After a good lunch at the hotel, we drove to Iguazu National Park where we spent a full afternoon. The national park is an impressive place to visit. We had amazing views of the falls, both from the bottom as well as from above. What a wonderful scenery; wild rivers surrounded by tropical forest with falls plunging 250 feet (75 meters) down with an indescribable roar. We also had some birds during the visit of the falls. On the way to the ‘Devils Throat’ we found a pair of Yellow-chinned Spinetail, Plush-crested Jay and Toco Toucan, some Social Flycatchers visiting Cecropia trees and other common birds including White-winged Swallows, Anhingas and Neotropic Cormorants. When we arrived back at the central station, with pouring rain, our last species on this incredible day was a group of noisy Chopi Blackbirds.

For our third morning we drove to the Urugua-í Reserve, about 1h30 from the hotel. The forest here is fantastic and quiet in comparison with the hustle and bustle of people visiting the waterfalls. As soon as we arrived, we spotted a Black-fronted Piping-Guan, a species highly threatened by hunting and habitat destruction. In just three hours we found lot of new species such as Blond-crested Woodpecker, a pair of stunning Black-throated Trogon, a nice male Chestnut-headed Tanager, Southern Bristle-Tyrant, White-winged Becard and plenty of White-browed Warblers. Later we walked through a large stand of spiny bamboo where we saw Rufous-capped and Gray-bellied Spinetails at close range, a quiet male of Rufous Gnateater, and after some effort a Southern Antpipit was fund walking on the ground between ferns. On the way back to the entrance area, a White-throated Spadebill came straight to us, and we also found a beautiful and rare Red-ruffed Fruitcrow! We had a nice picnic near the stream between lots of colorful species of butterflies and then we decided to drive back to our hotel for some rest. After a good nap we visited a patch of Araucaria, a tree considered as a living fossil since there are records of it from the Mesozoic period about 250 million years ago. There we found the endemic Araucaria Tit-Spinetail and some other birds like Yellow-headed Caracara, Bran-colored Flycatcher, a group of Cobalt-rumped Parakeets, Purple-throated Euphonia, and just to end the day, Ed fund a nice pair of Lineated Woodpeckers.

On our last morning, we looked for Rufous-capped Motmot near the hotel and rapidly found one at close range for a few minutes! It was now time to fly back to Buenos-Aires, to embark the Sapphire Princess for two weeks cruising!

- Julian Quillen Vidoz

MAIN CRUISE AND LANDINGS: After our first night onboard the Sapphire Princess, we visited the Costanera Sur reserve with the help of our local guide, Quillén Vidoz. Unfortunately, the reserve is closed on Mondays, but we could bird the wetland bordering it, finding an amazing variety of waterbirds including two Cocoi Herons, dozens of Silver Teals and Rosy-billed Pochards, a pair of Yellow-billed Teals, no less than five Southern Screamers, a dozen White-tufted Grebes, a beautiful adult Rufescent Tiger-heron capturing a small snake, and several families of Wattled Jacanas. We could study the local coots very well, finding Red-gartered, White-winged and Red-fronted Coots together and very close to the shore. We even found a lovely Spot-flanked Gallinule swimming between the floating vegetation, close to two pairs of the secretive Black-headed Duck (the only parasitic duck in the world!)

EXERCISE PROMPT: Can you pick up the birding trip report after its last sentence and write the next part?

SUPPLIED DATA:
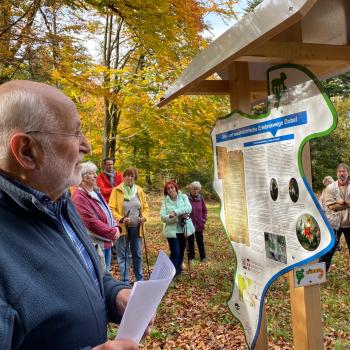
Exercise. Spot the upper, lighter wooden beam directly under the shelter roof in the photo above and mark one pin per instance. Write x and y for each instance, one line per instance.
(301, 53)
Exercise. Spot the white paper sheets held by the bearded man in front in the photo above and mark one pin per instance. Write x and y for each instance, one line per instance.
(144, 300)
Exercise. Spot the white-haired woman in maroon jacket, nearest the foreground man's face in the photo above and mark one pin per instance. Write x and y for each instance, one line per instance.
(95, 212)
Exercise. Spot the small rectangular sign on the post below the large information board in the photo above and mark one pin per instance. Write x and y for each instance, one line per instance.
(308, 275)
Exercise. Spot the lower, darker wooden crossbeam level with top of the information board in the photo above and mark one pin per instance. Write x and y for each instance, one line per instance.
(222, 87)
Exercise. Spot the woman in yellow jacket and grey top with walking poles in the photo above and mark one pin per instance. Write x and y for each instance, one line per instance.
(128, 204)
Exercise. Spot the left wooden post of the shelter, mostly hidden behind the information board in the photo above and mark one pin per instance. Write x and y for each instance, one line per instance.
(239, 83)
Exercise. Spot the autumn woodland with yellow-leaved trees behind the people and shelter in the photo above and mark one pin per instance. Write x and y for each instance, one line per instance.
(143, 46)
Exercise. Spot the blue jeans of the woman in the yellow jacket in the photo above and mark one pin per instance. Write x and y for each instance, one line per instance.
(132, 238)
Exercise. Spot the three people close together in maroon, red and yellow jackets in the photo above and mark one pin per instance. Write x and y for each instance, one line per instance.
(114, 210)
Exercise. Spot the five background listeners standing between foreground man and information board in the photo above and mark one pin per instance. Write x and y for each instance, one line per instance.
(114, 210)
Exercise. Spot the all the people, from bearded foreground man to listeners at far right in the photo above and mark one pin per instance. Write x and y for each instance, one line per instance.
(54, 291)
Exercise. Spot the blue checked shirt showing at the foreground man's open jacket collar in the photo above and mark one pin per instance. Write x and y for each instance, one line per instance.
(54, 209)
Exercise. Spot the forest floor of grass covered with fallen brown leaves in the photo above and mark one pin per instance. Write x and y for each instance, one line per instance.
(194, 314)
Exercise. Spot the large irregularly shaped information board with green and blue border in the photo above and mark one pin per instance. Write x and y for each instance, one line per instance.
(268, 209)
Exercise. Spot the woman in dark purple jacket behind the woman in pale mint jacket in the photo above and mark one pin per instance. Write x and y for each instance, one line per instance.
(199, 215)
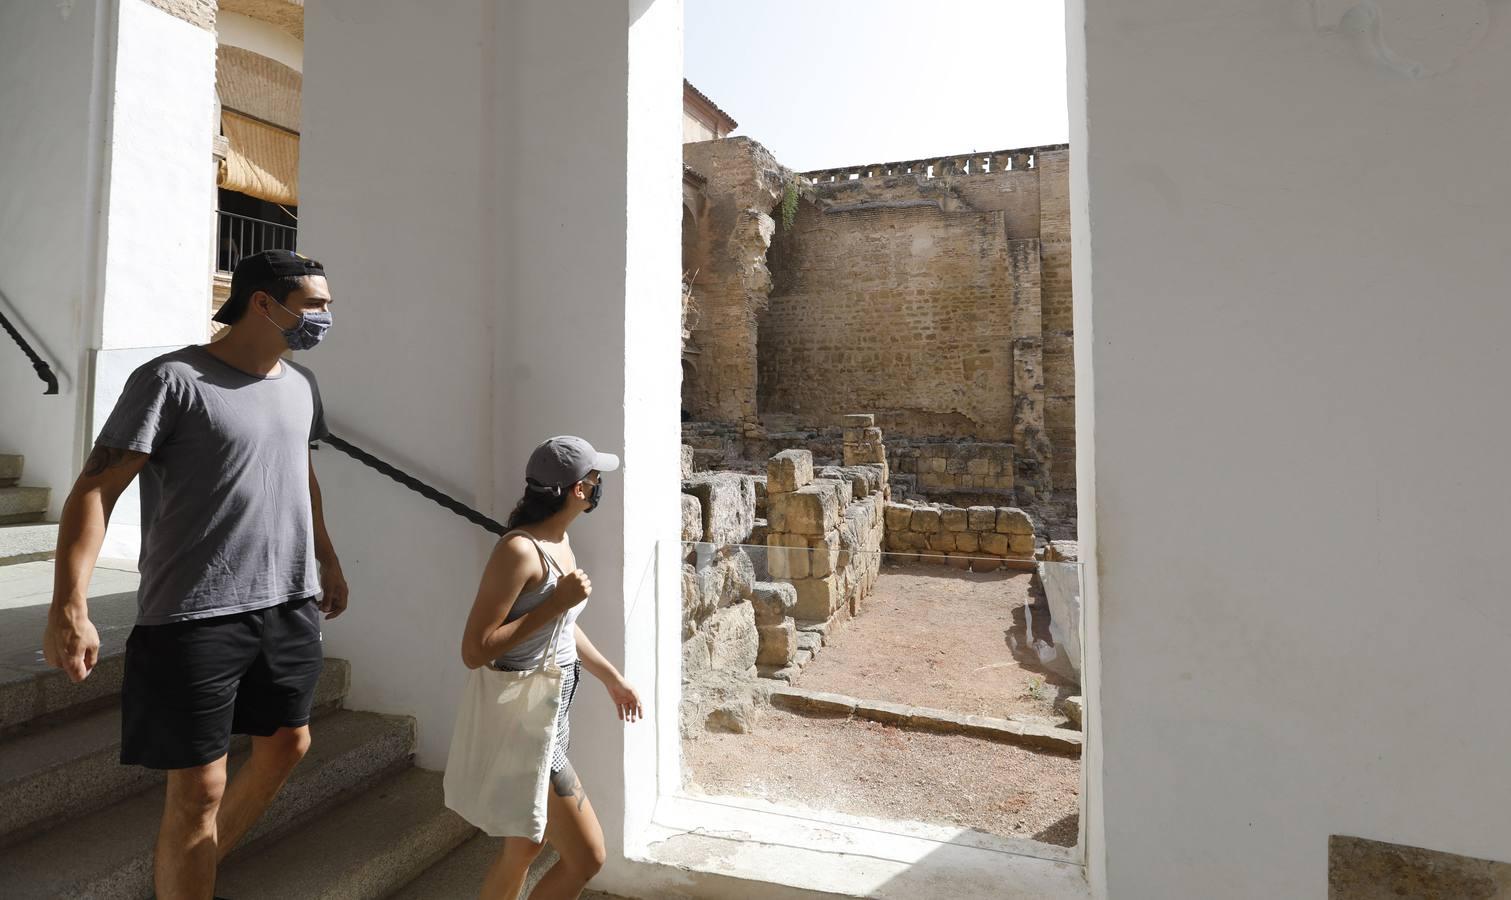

RESULT FOR THIS EXERCISE:
In the trees bordering the main avenue we had great views of a pair of Narrow-billed Woodcreepers, the small Checkered Woodpecker and the handsome Green-barred Woodpecker, flocks of Monk and Nanday Parakeets, and the fancy Red-crested and Yellow-billed Cardinals, competing with the lovely Black-and-chestnut Warbling-Finch for the ‘cutest’ bird of the day! We also had great looks at a Wren-like Rushbird foraging on water hyacinth, a reactive pair of Yellow-chinned Spinetails coming to the tape, and a pair of Masked Gnatcatchers.  and Ed even spotted a Sooty Tyrannulet (rarely seen on this tour).

After a successful birding morning, we boarded our ship for lunch, an afternoon rest, and a chance to familiarize ourselves with the huge vessel that would be our home for the next two weeks.

We arrived early in Montevideo (Uruguay) but our ship was slightly delayed by one hour so we used this extra sailing time to do some seabirding from the bow. Arriving into the harbor, we had great views of Kelp Gulls, as well as a few Cayenne and Sandwich Terns. Once at the pier, we disembarked, met our driver and immediately drove towards Colonia Wilson. In the agricultural fields and shrubs, we found Picui Ground-Dove, the lovely White Monjita, a pair of Black-capped Warbling-Finches, large flocks of Saffron Yellow-Finches and Hooded Siskins, and a few Masked Gnatcatchers. At the Kurtz wetlands, actually completely dry after two years drought, we found a pair of Freckle-breasted Thornbirds, a beautiful male Chestnut Seedeater, a female Glittering-bellied Emerald with two Gilded Hummingbirds, a very cooperative Spix’s Spinetail and had a distant view of a Campo Flicker.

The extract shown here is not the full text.